> [Work item] Please retype only the lines below that run from the one containing "Target: grass clump" through the last line, both included, without altering a word.

> [Entries taken from a collection]
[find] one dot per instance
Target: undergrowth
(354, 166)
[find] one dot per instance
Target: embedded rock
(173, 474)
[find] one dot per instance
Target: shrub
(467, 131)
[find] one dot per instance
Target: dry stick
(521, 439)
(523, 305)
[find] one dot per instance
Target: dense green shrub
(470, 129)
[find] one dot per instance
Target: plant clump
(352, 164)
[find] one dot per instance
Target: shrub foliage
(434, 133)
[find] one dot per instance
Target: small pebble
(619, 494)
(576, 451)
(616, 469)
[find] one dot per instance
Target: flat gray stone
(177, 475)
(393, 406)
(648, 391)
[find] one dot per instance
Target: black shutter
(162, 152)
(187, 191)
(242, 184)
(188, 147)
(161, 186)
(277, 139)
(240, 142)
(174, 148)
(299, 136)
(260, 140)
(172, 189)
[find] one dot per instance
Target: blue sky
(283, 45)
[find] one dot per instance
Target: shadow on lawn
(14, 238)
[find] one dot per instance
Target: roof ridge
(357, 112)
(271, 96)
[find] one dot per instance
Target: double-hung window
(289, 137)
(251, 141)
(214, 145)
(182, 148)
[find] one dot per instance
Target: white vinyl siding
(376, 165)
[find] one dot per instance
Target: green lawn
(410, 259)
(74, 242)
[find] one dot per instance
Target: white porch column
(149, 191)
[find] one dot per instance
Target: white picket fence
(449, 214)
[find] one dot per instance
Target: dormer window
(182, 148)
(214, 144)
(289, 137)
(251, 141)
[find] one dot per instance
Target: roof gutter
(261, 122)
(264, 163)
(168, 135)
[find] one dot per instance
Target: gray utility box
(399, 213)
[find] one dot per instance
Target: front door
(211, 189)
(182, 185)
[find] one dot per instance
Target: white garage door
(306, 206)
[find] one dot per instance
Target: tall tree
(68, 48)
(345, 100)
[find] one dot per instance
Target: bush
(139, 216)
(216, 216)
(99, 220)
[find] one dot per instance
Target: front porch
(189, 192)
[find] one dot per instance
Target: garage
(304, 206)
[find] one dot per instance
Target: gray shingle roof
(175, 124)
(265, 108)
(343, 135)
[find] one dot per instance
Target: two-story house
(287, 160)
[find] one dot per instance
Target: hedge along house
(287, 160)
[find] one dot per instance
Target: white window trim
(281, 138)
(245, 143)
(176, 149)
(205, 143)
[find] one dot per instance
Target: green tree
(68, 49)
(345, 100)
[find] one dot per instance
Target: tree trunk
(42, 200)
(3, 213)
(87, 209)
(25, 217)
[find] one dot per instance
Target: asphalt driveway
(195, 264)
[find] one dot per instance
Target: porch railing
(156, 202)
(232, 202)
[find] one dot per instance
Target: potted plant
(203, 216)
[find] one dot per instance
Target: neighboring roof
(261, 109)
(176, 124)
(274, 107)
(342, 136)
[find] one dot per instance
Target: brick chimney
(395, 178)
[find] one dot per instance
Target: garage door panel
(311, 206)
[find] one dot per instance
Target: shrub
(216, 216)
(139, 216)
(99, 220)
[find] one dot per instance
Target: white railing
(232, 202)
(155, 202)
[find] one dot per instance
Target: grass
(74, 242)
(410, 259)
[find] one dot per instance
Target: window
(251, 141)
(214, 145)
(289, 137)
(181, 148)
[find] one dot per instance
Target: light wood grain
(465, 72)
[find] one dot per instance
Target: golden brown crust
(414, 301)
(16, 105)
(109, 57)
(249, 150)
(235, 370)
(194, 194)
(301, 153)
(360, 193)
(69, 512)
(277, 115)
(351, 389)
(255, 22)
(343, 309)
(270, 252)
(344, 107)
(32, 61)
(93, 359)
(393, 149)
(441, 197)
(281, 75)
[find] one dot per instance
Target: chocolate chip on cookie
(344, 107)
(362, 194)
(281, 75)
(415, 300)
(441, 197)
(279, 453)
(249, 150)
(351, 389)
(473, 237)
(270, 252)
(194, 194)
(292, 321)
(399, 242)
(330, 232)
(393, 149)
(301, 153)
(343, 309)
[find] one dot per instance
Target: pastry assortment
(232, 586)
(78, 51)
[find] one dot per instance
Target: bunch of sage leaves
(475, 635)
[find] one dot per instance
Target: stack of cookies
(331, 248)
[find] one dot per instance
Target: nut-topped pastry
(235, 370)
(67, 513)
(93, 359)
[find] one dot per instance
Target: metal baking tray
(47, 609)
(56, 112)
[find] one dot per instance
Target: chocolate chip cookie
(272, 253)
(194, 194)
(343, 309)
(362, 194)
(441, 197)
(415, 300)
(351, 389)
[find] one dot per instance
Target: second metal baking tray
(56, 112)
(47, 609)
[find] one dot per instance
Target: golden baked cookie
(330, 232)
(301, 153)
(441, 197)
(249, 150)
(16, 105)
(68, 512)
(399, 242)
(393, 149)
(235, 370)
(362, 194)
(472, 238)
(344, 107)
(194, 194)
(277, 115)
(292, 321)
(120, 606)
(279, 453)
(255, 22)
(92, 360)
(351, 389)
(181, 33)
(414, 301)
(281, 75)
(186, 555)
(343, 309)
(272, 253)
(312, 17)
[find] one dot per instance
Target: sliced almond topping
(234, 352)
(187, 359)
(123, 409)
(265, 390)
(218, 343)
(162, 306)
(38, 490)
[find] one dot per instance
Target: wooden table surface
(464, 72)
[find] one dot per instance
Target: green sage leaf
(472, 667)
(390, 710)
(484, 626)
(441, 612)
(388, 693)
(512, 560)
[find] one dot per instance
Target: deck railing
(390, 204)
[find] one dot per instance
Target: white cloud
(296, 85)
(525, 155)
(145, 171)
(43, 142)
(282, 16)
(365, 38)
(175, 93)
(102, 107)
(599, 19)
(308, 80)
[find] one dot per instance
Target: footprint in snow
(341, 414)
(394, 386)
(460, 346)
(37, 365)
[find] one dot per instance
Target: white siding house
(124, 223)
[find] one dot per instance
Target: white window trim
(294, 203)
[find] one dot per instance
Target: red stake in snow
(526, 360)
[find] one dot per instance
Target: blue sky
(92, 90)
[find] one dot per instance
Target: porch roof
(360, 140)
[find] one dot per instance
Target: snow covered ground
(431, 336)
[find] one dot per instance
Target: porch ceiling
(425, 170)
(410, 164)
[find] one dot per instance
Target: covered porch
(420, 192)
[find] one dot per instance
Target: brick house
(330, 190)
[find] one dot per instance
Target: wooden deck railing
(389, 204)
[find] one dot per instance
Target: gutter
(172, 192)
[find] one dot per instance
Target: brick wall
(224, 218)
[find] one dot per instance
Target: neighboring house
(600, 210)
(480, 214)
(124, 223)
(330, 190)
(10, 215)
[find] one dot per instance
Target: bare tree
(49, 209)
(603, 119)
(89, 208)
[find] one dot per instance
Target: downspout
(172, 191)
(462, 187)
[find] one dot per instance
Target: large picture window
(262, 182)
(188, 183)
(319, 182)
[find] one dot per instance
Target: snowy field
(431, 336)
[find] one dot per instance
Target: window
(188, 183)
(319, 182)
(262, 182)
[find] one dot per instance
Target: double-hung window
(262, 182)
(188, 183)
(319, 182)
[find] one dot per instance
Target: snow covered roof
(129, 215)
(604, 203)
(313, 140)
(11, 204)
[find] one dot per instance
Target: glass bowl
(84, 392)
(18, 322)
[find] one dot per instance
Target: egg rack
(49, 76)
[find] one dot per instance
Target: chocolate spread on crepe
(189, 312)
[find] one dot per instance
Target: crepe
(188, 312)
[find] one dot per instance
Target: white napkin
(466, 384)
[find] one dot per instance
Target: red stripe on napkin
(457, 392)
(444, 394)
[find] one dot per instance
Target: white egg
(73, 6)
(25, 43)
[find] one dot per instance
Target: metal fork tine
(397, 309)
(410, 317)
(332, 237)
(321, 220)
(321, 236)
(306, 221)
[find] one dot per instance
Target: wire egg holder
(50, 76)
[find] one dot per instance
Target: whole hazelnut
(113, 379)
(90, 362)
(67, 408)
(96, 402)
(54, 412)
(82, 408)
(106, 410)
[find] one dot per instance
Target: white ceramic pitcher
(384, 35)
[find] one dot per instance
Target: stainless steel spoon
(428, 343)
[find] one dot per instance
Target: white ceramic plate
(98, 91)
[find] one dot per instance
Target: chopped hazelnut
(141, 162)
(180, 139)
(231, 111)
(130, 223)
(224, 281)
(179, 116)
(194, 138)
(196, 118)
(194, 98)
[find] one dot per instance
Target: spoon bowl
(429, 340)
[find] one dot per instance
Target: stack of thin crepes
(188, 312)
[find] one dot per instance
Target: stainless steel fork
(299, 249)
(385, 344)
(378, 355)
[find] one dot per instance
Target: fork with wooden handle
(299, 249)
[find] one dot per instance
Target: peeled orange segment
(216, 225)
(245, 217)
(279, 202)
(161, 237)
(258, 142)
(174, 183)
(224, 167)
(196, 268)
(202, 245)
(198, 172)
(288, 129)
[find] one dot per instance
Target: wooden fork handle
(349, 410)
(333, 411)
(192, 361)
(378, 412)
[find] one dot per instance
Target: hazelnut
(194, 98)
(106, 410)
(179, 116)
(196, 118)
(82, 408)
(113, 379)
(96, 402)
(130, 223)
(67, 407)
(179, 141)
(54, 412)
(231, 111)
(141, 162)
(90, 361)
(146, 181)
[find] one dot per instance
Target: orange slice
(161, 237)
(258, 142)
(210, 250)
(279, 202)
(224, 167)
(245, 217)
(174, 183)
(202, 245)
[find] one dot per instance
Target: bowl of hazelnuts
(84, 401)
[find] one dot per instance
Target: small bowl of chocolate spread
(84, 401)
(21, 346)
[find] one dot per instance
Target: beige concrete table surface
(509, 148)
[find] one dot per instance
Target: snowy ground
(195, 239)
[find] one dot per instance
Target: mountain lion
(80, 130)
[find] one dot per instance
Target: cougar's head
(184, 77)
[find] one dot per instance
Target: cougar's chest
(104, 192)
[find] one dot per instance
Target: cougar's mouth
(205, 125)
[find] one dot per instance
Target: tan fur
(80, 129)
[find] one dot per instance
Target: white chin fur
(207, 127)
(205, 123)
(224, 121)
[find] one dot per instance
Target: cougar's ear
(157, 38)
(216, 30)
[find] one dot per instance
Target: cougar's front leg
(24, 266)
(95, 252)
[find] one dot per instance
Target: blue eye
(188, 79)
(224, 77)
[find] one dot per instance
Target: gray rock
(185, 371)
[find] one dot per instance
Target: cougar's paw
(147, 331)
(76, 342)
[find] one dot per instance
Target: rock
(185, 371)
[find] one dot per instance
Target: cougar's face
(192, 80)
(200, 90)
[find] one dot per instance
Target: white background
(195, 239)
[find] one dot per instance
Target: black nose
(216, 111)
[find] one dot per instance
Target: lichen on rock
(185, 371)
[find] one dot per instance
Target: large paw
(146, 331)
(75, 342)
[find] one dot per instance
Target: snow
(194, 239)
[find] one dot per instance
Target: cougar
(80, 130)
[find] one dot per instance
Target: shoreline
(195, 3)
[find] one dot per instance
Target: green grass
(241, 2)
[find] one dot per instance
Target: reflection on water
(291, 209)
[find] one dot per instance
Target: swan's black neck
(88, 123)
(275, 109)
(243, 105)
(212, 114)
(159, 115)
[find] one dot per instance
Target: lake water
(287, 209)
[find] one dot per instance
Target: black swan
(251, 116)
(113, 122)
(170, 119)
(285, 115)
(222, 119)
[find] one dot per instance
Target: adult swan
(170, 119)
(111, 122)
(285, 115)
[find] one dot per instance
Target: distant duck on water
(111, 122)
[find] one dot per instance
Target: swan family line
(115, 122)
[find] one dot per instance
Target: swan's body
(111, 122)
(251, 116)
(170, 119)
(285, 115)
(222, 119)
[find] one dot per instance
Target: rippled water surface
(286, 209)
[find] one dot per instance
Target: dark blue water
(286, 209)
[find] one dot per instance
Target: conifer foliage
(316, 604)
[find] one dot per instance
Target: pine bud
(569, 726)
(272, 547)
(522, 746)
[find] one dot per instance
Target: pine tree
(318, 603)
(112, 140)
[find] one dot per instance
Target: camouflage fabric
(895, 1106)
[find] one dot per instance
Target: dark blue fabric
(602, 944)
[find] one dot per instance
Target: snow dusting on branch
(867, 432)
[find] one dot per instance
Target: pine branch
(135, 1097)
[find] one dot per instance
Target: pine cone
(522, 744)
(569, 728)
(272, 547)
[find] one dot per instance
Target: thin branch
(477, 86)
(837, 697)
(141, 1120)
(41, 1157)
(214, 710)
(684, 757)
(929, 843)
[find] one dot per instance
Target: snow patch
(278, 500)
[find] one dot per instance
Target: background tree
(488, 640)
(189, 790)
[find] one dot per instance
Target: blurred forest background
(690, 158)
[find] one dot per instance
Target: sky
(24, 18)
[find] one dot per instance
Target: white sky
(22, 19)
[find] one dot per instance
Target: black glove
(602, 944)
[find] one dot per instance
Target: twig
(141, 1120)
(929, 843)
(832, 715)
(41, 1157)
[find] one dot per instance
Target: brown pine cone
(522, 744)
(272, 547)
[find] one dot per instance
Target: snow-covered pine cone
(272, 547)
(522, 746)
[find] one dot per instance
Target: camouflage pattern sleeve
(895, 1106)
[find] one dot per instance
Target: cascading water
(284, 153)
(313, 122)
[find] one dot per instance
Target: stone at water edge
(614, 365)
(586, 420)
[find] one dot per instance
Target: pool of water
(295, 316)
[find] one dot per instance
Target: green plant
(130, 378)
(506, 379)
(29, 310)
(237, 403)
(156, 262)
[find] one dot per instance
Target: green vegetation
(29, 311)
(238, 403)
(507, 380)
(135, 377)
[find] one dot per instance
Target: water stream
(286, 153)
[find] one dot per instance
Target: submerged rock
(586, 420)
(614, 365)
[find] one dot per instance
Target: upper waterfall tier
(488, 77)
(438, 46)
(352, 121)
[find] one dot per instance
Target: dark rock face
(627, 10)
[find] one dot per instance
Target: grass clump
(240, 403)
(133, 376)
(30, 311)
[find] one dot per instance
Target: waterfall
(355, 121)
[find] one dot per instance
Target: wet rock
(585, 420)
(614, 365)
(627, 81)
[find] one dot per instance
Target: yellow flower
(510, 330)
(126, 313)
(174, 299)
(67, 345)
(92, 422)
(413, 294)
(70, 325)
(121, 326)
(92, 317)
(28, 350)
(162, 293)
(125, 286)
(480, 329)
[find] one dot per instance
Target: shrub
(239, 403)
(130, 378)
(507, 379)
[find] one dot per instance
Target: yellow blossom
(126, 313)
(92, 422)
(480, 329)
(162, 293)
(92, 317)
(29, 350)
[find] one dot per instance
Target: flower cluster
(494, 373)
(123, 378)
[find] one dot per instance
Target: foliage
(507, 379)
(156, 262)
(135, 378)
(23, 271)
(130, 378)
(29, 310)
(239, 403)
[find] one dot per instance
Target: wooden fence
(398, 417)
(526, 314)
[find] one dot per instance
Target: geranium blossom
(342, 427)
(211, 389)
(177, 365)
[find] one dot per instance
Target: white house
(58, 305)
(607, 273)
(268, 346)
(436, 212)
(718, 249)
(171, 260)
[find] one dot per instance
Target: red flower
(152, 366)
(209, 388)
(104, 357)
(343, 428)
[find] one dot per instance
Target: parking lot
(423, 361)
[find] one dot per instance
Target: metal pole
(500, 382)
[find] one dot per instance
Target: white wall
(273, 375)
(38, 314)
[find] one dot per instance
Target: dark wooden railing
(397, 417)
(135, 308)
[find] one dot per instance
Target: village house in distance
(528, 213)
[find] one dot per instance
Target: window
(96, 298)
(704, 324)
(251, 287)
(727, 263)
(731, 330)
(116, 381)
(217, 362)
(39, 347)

> [Solution below]
Target: grass clump
(240, 403)
(133, 376)
(30, 311)
[find] one dot per instance
Target: waterfall
(355, 121)
[find] one dot per instance
Target: wet rock
(585, 420)
(614, 365)
(627, 81)
[find] one dot per instance
Target: yellow flower
(510, 330)
(126, 313)
(174, 299)
(67, 345)
(92, 422)
(413, 294)
(70, 325)
(121, 326)
(92, 317)
(28, 350)
(162, 293)
(125, 286)
(480, 329)
[find] one dot per instance
Target: shrub
(239, 403)
(130, 378)
(507, 379)
[find] one dot per instance
Target: yellow blossom
(126, 313)
(92, 422)
(480, 329)
(162, 293)
(92, 317)
(29, 350)
[find] one dot per instance
Target: flower cluster
(494, 373)
(123, 378)
[find] one dot per instance
Target: foliage
(507, 379)
(156, 262)
(135, 378)
(23, 271)
(130, 378)
(29, 310)
(239, 403)
[find] one dot per instance
Target: wooden fence
(398, 417)
(526, 314)
[find] one dot per instance
Target: geranium blossom
(342, 427)
(211, 389)
(177, 365)
[find] one dot per instance
Target: white house
(58, 305)
(607, 273)
(268, 346)
(436, 212)
(718, 249)
(171, 260)
[find] one dot per instance
Target: red flower
(152, 366)
(209, 388)
(104, 357)
(343, 428)
[find] one dot per instance
Target: parking lot
(423, 361)
[find] one dot per instance
Target: metal pole
(500, 382)
[find] one dot per instance
Target: white wall
(273, 375)
(38, 314)
[find] one dot per instance
Target: dark wooden railing
(397, 417)
(135, 308)
[find] one dot per instance
Target: village house in distance
(528, 213)
[find] one dot per instance
Target: window
(96, 298)
(704, 324)
(251, 287)
(727, 263)
(731, 330)
(116, 381)
(217, 362)
(39, 347)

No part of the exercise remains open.